### Work to do
Exclude the pictures and return every line exactly as written.
┌──
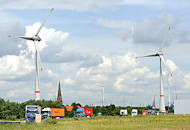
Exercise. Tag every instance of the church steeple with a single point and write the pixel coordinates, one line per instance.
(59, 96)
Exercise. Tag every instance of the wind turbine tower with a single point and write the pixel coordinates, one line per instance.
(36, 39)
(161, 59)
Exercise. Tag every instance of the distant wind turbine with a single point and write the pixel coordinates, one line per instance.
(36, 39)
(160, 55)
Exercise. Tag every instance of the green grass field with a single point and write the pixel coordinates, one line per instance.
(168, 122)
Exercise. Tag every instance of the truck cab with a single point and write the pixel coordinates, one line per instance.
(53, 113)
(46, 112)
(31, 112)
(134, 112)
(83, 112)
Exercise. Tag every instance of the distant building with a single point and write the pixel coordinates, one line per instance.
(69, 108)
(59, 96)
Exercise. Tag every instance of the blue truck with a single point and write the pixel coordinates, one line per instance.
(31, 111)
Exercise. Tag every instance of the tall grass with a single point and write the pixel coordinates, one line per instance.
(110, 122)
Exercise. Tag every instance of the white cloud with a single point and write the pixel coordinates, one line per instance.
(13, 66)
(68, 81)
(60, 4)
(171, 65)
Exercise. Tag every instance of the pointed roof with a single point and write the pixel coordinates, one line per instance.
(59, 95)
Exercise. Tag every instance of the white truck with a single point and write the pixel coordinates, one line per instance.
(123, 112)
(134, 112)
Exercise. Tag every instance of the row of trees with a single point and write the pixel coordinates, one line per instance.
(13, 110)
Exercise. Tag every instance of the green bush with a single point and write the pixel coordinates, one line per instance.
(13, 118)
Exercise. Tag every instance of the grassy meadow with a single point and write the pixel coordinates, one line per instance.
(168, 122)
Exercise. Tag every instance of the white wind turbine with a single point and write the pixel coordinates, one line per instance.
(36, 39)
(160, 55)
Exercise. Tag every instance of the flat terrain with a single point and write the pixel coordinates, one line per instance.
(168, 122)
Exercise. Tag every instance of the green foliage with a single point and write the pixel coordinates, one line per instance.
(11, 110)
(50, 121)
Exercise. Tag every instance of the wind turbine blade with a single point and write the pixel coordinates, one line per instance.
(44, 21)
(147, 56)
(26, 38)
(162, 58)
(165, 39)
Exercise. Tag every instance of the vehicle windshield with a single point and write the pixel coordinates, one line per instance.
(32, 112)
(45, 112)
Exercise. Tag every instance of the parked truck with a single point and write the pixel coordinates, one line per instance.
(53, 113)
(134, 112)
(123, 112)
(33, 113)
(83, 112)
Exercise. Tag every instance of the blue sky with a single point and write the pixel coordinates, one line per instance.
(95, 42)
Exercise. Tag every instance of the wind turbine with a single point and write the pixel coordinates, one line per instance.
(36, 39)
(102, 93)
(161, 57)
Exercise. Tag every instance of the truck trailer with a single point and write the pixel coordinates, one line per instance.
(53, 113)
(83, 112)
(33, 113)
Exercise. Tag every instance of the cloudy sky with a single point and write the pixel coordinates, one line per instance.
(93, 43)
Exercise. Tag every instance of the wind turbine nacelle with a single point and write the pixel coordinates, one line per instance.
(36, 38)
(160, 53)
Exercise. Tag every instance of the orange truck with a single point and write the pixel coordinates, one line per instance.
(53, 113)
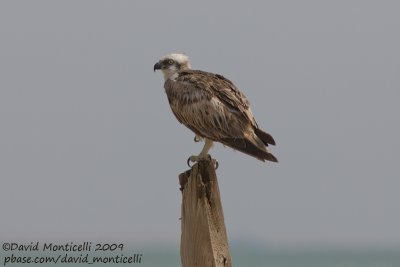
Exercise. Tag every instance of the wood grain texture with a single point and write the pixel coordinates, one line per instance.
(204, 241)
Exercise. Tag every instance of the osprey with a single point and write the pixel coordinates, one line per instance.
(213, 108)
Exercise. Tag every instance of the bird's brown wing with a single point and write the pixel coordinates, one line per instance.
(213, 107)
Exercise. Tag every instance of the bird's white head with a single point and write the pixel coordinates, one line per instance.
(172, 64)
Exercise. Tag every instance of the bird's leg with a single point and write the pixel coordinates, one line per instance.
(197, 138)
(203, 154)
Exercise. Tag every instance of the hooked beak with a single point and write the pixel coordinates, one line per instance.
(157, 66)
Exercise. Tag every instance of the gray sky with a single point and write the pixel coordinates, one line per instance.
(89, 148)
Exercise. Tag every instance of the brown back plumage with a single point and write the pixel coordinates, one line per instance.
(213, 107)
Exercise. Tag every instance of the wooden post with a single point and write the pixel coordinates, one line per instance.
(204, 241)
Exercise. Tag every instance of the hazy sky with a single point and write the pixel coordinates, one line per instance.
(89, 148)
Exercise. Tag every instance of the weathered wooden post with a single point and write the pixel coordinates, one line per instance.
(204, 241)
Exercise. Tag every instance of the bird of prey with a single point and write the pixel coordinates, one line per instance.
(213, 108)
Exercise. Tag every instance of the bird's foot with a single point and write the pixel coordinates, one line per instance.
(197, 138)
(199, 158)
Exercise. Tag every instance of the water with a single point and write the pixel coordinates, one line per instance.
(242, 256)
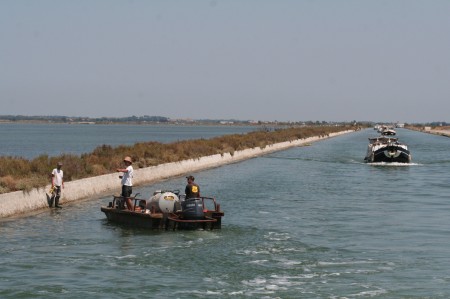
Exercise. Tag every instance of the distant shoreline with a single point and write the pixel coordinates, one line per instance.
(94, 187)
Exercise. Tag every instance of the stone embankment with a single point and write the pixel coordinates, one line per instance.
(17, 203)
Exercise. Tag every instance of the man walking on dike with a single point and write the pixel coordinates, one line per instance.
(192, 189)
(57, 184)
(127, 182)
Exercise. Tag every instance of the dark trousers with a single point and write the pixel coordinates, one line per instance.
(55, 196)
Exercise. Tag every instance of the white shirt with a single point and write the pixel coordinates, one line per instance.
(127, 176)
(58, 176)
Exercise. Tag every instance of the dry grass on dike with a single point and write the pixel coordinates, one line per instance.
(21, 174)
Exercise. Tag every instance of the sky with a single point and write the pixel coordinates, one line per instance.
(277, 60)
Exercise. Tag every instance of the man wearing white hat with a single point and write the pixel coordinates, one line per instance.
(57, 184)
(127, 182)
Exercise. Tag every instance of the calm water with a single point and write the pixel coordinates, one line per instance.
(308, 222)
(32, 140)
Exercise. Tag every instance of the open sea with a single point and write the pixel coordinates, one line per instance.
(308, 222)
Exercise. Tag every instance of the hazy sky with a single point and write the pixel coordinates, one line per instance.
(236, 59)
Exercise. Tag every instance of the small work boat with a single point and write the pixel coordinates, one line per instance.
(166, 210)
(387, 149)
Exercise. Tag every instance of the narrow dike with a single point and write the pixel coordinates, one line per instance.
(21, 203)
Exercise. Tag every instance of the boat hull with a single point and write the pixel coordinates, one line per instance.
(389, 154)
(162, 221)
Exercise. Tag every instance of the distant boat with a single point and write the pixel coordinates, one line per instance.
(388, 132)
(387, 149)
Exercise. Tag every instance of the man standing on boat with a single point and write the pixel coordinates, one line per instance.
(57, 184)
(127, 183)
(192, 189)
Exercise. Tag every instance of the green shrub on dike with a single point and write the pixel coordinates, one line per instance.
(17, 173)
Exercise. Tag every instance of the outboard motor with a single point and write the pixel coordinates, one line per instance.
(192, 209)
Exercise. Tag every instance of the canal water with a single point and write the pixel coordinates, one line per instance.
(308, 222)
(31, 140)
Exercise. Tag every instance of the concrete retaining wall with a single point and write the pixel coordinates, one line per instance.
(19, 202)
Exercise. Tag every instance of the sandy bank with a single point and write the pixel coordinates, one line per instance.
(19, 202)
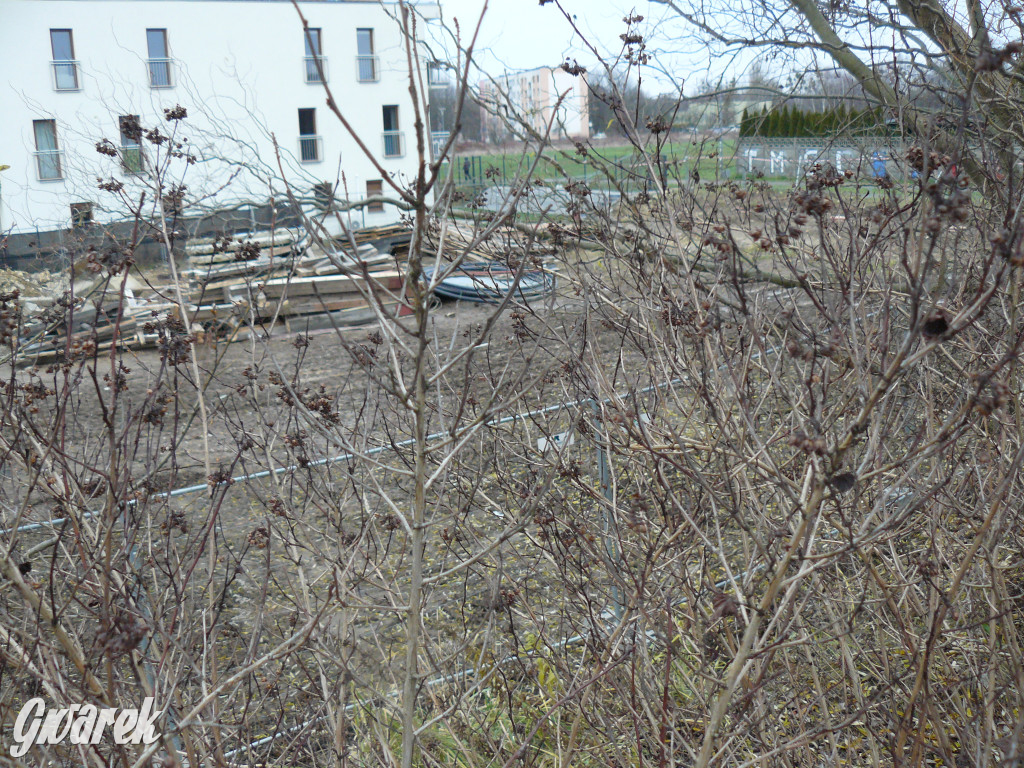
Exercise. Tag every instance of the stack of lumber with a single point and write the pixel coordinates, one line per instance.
└──
### Task solution
Exercise. Tag every instance of the church steeple with a single point and write the pixel coordinates, one line per instance.
(59, 96)
Exercise. Tag every instance of the wind turbine tower with a single point and write the pixel coordinates, one line per instance.
(36, 39)
(161, 59)
Exercise. Tag every instance of the distant wind turbine with a single point and write the pixel coordinates, one line per instance.
(36, 39)
(160, 55)
Exercise. Tag every instance of the green grass field with a single point and write the pixel coordinates, one line per instance.
(168, 122)
Exercise. Tag every instance of the truck cab with a single point and write the pixel coordinates, one line per instance.
(53, 113)
(46, 112)
(31, 112)
(134, 112)
(83, 112)
Exercise. Tag every instance of the distant building with a single point and write the pixel coordinates, one line per instance.
(69, 108)
(59, 96)
Exercise. Tag every instance of the blue truck with a single point and write the pixel coordinates, one line per instance.
(31, 111)
Exercise. Tag every instance of the tall grass with a single point and write the pixel coordinates, one line per instance.
(110, 122)
Exercise. Tag every instance of the white cloud with a single point and write the pixel coordinates, one line per instance.
(13, 66)
(68, 81)
(60, 4)
(171, 65)
Exercise. Tag every instance of the pointed roof with a single point and write the pixel coordinates, one line per instance.
(59, 95)
Exercise. Tag every instance of the white truck with a single point and write the pixel coordinates, one line per instance.
(123, 112)
(134, 112)
Exercise. Tag every instance of the row of trees with a single point and write the pixel coordinates, one line per instance.
(13, 110)
Exercise. Tag every instance of the green bush with a single point and write the pixel coordinates, one line per instance.
(13, 118)
Exercise. Tag every instance of the grassy meadow with a single point and write the pixel coordinates, one line per instance.
(168, 122)
Exercise. Tag every instance of the white wind turbine with a single point and write the pixel coordinates, one line per instance.
(36, 39)
(160, 55)
Exercise. Tag every instance of the flat terrain with a single point and write the pixel coordinates, one line per instance.
(168, 122)
Exercise. Tag every instance of the green foliage with a single point and write the pixel coordinates, one line per instance.
(11, 110)
(50, 121)
Exercise. Tag every instance of the wind turbine blade with a single point and write the pixel coordinates, one line per instance.
(44, 21)
(147, 56)
(26, 38)
(162, 58)
(165, 39)
Exercise. Tag every instance of the vehicle windshield with a single point and write the pixel coordinates, one line per instance.
(32, 112)
(45, 112)
Exercise. Tag every instance of the parked truck with a single point and write the pixel coordinates, one line per instance.
(53, 113)
(134, 112)
(123, 112)
(33, 113)
(83, 112)
Exercise. Tag every instance of the blue sky with a single point and write the pixel coordinates, one line per instance.
(95, 42)
Exercise. Tag every instance of the wind turbine with a single point and write the pixel coordinates, one line per instance.
(36, 39)
(102, 93)
(161, 57)
Exercise. Tag every instance of the truck trailer with a single point and write the pixel coordinates, one line per instance.
(53, 113)
(83, 112)
(33, 113)
Exercise. Tag every instance of the cloudy sky with a single point and write the pixel coordinates, one line per instance.
(93, 43)
Exercise. Tag every instance of the wind turbine nacelle with a single point and write the pixel coordinates, one line per instance.
(36, 38)
(160, 53)
Exercise. Tag every instance of the orange truck with a single point and write the pixel coordinates, one line per instance.
(53, 113)
Exercise. Tag every instance of the wood grain texture with a single point and write the pixel coordinates, one line per instance.
(204, 241)
Exercise. Tag every instance of the osprey with a single point and write the pixel coordinates, one line per instance.
(213, 108)
Exercise. Tag every instance of the bird's brown wing with a single point and write the pixel coordinates, one line per instance.
(213, 107)
Exercise. Tag every instance of the bird's white head with a single point and write the pixel coordinates, one line per instance.
(172, 64)
Exercise. Tag every instance of the bird's leg with a single point and write the pixel coordinates, one line per instance.
(197, 138)
(203, 154)
Exercise. Tag every instance of the hooked beak with a single point and write the pixel coordinates, one line per instance.
(157, 66)
Exercise. Tag every instance of the gray sky with a single point and write the pixel coordinates, one line per instance.
(89, 148)
Exercise. Tag every instance of the brown back plumage with a single point and write the pixel coordinates, one line per instance.
(213, 107)
Exercise. Tag every instance of the wooden post with a single point and write the pixel coordinates, one line per instance.
(204, 241)
Exercise. Tag every instance of the hazy sky with a single point and write the pixel coordinates, one line per instance.
(89, 148)
Exercise. Tag every instance of the weathered wooden post with a single point and write the pixel coordinates, one line per instance.
(204, 241)
Exercise. Tag every instance of the bird of prey with a single point and write the pixel coordinates, one line per instance.
(213, 108)
Exercise. Tag every instance of the bird's foot with a single point and write the pixel coordinates, one line per instance.
(197, 138)
(199, 158)
Exercise. Tag every instance of the water with a single point and write the pixel coordinates, one line per instance.
(242, 256)
Exercise. Tag every instance of the distant shoreline with a single point and write the pixel coordinates, one line per instance.
(94, 187)
Exercise. Tag every instance of the stone embankment with a single point and write the pixel coordinates, one line per instance.
(17, 203)
Exercise. Tag every instance of the man walking on dike with a single point and write the pixel coordinates, one line per instance.
(192, 189)
(57, 184)
(127, 182)
Exercise. Tag every instance of the dark trousers with a single point and write the pixel coordinates, one line per instance.
(55, 196)
Exercise. Tag every instance of the white shirt with a single point and write the pixel coordinates, one line per instance.
(127, 176)
(58, 176)
Exercise. Tag every instance of the dry grass on dike with a single point and write the pixel coordinates, one line per instance.
(21, 174)
Exercise. Tag every instance of the sky with a single point and write the pixel coordinates, one line per instance.
(277, 60)
Exercise. Tag every instance of the man wearing white hat with a single point and write the pixel coordinates, one line per instance.
(57, 184)
(127, 182)
Exercise. Tag every instance of the calm water with a single point and write the pixel coordinates, one line per instance.
(308, 222)
(32, 140)
Exercise. Tag every instance of the open sea with a single point and write the pixel coordinates, one line per instance.
(308, 222)
Exercise. Tag every instance of the hazy sky with a single point and write the pixel coordinates, one line per instance.
(236, 59)
Exercise. Tag every instance of the small work boat with a single point and write the pixel coordinates, one line per instance.
(166, 210)
(387, 149)
Exercise. Tag every instance of the narrow dike with a single point and write the pixel coordinates, one line per instance.
(21, 203)
Exercise. Tag every instance of the boat hull with a single point and write the pixel coordinates, one line per instance.
(389, 154)
(162, 221)
Exercise. Tag every instance of the distant boat with a single point and write the pixel coordinates, one line per instance.
(388, 132)
(387, 149)
Exercise. Tag every instance of the man standing on boat with a single point and write the pixel coordinates, one line per instance.
(57, 184)
(127, 183)
(192, 189)
Exercise. Tag every instance of the green shrub on dike with a single point and write the pixel coordinates, one line per instance.
(17, 173)
Exercise. Tag every instance of the outboard motor with a single point and write the pixel coordinates, one line per instance.
(192, 209)
Exercise. Tag every instance of the canal water with a single point and write the pixel coordinates, one line per instance.
(308, 222)
(31, 140)
Exercise. Tag every instance of the concrete retaining wall with a single point and write the pixel coordinates, one line per instance.
(19, 202)
Exercise. Tag every instance of the sandy bank with a single point and write the pixel coordinates, one line per instance.
(19, 202)
Exercise. Tag every instance of the stack of lumber with a single point and write the pixel coordinates, one line per instance.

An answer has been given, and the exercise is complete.